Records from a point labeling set

○ ○ ○ ○ ○

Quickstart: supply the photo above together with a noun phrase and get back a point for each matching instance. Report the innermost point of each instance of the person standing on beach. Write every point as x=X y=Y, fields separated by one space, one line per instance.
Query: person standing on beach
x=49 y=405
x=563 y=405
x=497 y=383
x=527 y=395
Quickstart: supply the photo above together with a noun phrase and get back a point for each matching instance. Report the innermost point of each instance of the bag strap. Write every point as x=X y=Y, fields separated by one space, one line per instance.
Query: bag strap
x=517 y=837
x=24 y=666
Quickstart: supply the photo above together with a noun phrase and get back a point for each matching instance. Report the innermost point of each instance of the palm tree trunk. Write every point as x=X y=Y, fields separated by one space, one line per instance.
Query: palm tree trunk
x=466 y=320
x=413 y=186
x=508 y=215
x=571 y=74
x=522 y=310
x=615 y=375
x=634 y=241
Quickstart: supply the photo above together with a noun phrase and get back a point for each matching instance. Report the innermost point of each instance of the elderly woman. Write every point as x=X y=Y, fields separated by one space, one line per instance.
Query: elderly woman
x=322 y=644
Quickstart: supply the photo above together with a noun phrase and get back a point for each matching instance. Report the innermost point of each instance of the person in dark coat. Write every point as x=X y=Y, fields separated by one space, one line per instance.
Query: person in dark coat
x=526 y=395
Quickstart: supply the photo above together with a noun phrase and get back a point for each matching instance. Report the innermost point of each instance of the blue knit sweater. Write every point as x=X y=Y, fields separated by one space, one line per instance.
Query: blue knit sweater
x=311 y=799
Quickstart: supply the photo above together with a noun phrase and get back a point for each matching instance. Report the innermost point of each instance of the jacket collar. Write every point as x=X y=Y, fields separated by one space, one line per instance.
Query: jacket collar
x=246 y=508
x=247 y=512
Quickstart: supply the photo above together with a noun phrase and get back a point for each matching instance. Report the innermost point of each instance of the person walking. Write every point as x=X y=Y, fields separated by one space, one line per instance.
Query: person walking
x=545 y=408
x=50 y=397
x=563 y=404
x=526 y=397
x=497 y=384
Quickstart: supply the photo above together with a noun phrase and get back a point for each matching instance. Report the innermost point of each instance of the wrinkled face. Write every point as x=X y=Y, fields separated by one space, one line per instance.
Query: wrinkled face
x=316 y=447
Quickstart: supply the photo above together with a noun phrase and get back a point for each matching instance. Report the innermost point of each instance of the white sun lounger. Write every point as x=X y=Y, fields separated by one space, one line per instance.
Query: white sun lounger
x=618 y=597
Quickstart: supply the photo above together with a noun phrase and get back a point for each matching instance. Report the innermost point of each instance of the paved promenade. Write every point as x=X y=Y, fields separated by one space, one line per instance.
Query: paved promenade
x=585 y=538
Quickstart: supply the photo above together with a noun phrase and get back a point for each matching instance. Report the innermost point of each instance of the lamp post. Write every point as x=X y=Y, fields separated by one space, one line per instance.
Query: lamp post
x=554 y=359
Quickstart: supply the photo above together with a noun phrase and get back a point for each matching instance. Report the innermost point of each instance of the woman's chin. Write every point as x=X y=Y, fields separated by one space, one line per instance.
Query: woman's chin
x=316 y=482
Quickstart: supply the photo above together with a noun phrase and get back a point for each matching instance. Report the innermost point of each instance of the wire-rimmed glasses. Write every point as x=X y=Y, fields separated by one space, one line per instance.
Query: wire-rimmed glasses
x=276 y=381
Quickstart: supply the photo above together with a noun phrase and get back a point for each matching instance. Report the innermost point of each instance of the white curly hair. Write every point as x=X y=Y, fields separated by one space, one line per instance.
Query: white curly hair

○ ○ ○ ○ ○

- **WHAT IS ASKED**:
Copy out each line exactly as written.

- **OUTPUT FOR THIS EXERCISE**:
Quickstart: supply the photo above together with a noun phrase and get back a point for each matching instance. Report the innermost point of each instance of the person standing on beach. Write every point as x=X y=Y, fields separated by one space, one line per instance.
Query: person standing on beach
x=49 y=405
x=563 y=405
x=497 y=383
x=527 y=395
Quickstart: supply the photo above together with a noun phrase and get back a point for each matching instance. Report the innermost point of each instance of the bag strap. Write every point as x=X y=Y, fields separated by one space, one line per instance.
Query: bag strap
x=517 y=837
x=24 y=666
Quickstart: supply the photo above together with a noun phrase and get back a point for each matching instance. Report the innermost point of each instance of the palm tree trunk. Write every point as x=X y=Y, fields separated by one space, one line per instance.
Query: palm tree trunk
x=466 y=320
x=413 y=186
x=508 y=215
x=571 y=74
x=522 y=310
x=615 y=375
x=634 y=241
Quickstart: supply the photo above together with a noun phrase and get back a point for each matching instance. Report the innermost point of each instance of the elderly woman. Write every point as x=X y=Y, fields separated by one space, one line per instance.
Query: elderly woman
x=322 y=644
Quickstart: supply the photo above together with a noun phrase and get back a point for each matching instance. Report the innermost point of each instance of the person in dark coat. Write every point as x=X y=Y, fields separated by one space, one line per instance.
Query: person in dark coat
x=526 y=395
Quickstart: supply the photo above together with a noun phrase and get back a point for each matching instance. Report the innermost point of each instance of the blue knit sweater. Write every point as x=X y=Y, fields separated by one space, one line per instance.
Query: blue knit sweater
x=311 y=799
Quickstart: supply the photo above together with a noun phrase and get back a point for each matching instance. Report the innermost point of each instance of the jacket collar. Write every point as x=X y=Y, fields separated by one space, one line per instance.
Query: jacket collar
x=246 y=508
x=247 y=512
Quickstart: supply the photo above together with a noun phrase and get back a point for each matching instance. Report the innermost point of each instance of the person walking. Write every point as x=X y=Y, fields separated by one space, one line per instance.
Query: person walking
x=545 y=408
x=50 y=397
x=563 y=404
x=526 y=397
x=497 y=384
Quickstart: supply the photo above together with a noun phrase and get back a point for each matching instance. Report the innermost point of each instance of the wrinkled face. Write every point as x=X y=Y, fields separated by one space, one line per instance.
Query: wrinkled face
x=316 y=447
Quickstart: supply the photo above together with a noun phrase and get back a point for each matching instance. Report the innermost point of each instance of the white sun lounger. Write every point as x=X y=Y, fields separated by one space, one line per instance.
Query: white sun lounger
x=618 y=597
Quickstart: supply the photo above together with a noun phrase and get back a point for each matching instance. Report the innermost point of each instance of the paved promenade. Write every point as x=X y=Y, fields separated by one space, one line per instance.
Query: paved promenade
x=585 y=538
Quickstart: supply the photo above together with a noun phrase and get back a point for each matching instance. Report the innermost point of each instance of the lamp post. Write every point as x=X y=Y, fields separated by one space, one line per instance.
Query: lamp post
x=554 y=359
Quickstart: supply the photo above together with a noun phrase and get back a point for each matching instance. Report the innermost point of each instance of the woman's chin. Write every point as x=X y=Y, fields separated by one space, one line per instance.
Query: woman's chin
x=316 y=482
Quickstart: supply the photo above together with a noun phrase and get back a point for each matching instance. Report the innermost point of each instance of the wire-rimmed glasses. Write every point as x=X y=Y, fields separated by one space, one line per instance.
Query: wire-rimmed glasses
x=276 y=381
Quickstart: supply the photo above together with a noun phrase and get back a point for each matching instance. Report the innermost point of each instance of the white curly hair. Write every point as x=X y=Y, fields separated by one space, one line per instance.
Query: white curly hair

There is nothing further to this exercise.